**Given instruction:** Rewrite the records below as a JSON list of strings, with one string for each line and no entries for blank lines.

# # # # # # #

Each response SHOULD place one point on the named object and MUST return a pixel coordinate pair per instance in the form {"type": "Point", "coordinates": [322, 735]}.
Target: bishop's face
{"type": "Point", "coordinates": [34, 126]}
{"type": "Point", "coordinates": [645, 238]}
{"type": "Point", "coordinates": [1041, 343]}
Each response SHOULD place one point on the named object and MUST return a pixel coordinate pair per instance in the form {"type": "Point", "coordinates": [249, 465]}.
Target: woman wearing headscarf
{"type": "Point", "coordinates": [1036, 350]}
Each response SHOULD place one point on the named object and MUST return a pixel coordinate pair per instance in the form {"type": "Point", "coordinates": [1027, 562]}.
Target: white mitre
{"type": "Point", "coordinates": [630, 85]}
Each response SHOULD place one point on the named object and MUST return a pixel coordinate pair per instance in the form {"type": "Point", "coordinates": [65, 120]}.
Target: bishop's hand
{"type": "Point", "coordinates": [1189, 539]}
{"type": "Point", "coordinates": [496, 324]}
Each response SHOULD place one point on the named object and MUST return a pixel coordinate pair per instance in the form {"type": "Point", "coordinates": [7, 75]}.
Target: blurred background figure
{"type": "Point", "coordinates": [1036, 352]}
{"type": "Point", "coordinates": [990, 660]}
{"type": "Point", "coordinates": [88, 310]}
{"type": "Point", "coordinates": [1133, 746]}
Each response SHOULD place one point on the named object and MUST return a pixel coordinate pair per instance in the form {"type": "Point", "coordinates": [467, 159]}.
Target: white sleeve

# # # # # # #

**Exercise output:**
[
  "Each response SHOULD place one point on the named object and MUST return a pixel coordinate pair per instance in the form {\"type\": \"Point\", \"coordinates\": [322, 735]}.",
  "Target: bishop's face",
  "{\"type\": \"Point\", \"coordinates\": [34, 126]}",
  "{\"type\": \"Point\", \"coordinates\": [645, 238]}",
  "{\"type\": \"Point\", \"coordinates\": [1041, 343]}",
  "Each response SHOULD place one point on the named object and MUST return a pixel coordinate pair per instance in the form {\"type\": \"Point\", \"coordinates\": [249, 465]}.",
  "Target: woman wearing headscarf",
  "{\"type\": \"Point\", \"coordinates\": [1036, 350]}",
  "Each response SHOULD place one point on the named object and MUST return a pixel coordinate pair per instance in the form {\"type\": \"Point\", \"coordinates\": [1027, 562]}.",
  "Target: white mitre",
  "{\"type\": \"Point\", \"coordinates\": [630, 85]}",
  "Each response SHOULD place one point on the named object and MUST return a pixel coordinate pair per instance in the form {\"type\": \"Point\", \"coordinates\": [65, 120]}.",
  "Target: bishop's hand",
  "{\"type\": \"Point\", \"coordinates\": [1189, 539]}",
  "{\"type\": \"Point\", \"coordinates\": [496, 324]}",
  "Each response SHOULD place one point on the named object and MUST return a pixel coordinate pair per instance in the form {\"type\": \"Point\", \"coordinates\": [7, 75]}.",
  "Target: blurred background figure",
  "{\"type\": \"Point\", \"coordinates\": [1036, 352]}",
  "{\"type\": \"Point\", \"coordinates\": [990, 660]}",
  "{\"type\": \"Point\", \"coordinates\": [88, 310]}",
  "{\"type\": \"Point\", \"coordinates\": [1133, 746]}",
  "Each response SHOULD place one point on the named object and MUST return a pixel coordinate pair per instance in the form {\"type\": \"Point\", \"coordinates\": [467, 159]}.",
  "Target: white sleeve"
]